> **THE DATA**:
----------------

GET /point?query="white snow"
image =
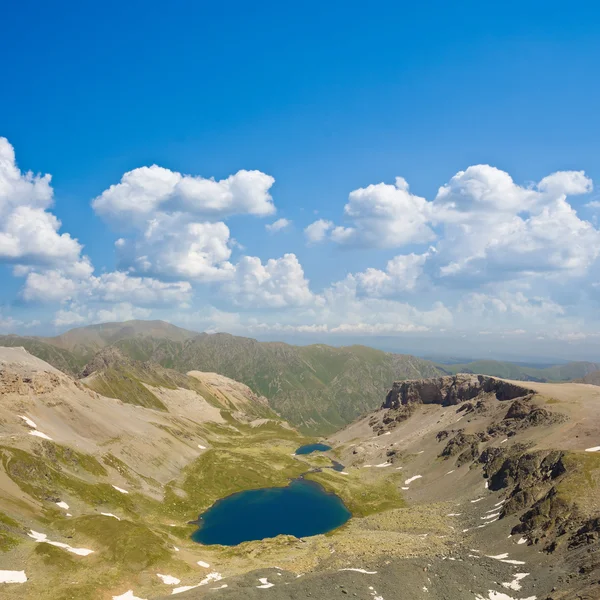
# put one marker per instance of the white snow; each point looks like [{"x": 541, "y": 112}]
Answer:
[
  {"x": 127, "y": 596},
  {"x": 42, "y": 537},
  {"x": 13, "y": 577},
  {"x": 492, "y": 595},
  {"x": 411, "y": 479},
  {"x": 515, "y": 583},
  {"x": 40, "y": 434},
  {"x": 168, "y": 579},
  {"x": 210, "y": 577},
  {"x": 360, "y": 571},
  {"x": 28, "y": 421}
]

----------------

> **EXERCISE OBJECTIVE**:
Rewrite the entries above with each "white snow" swapped for "fresh snow", changing nothing else, and leave the pictures out.

> **OUTPUT FOR THIS TASK**:
GET /point?query="fresh snow"
image =
# put one marker per instance of the fresh snow; each point looks like [{"x": 541, "y": 112}]
Answer:
[
  {"x": 127, "y": 596},
  {"x": 42, "y": 537},
  {"x": 13, "y": 577},
  {"x": 492, "y": 595},
  {"x": 411, "y": 479},
  {"x": 515, "y": 583},
  {"x": 40, "y": 434},
  {"x": 168, "y": 579},
  {"x": 210, "y": 577},
  {"x": 360, "y": 571},
  {"x": 28, "y": 421}
]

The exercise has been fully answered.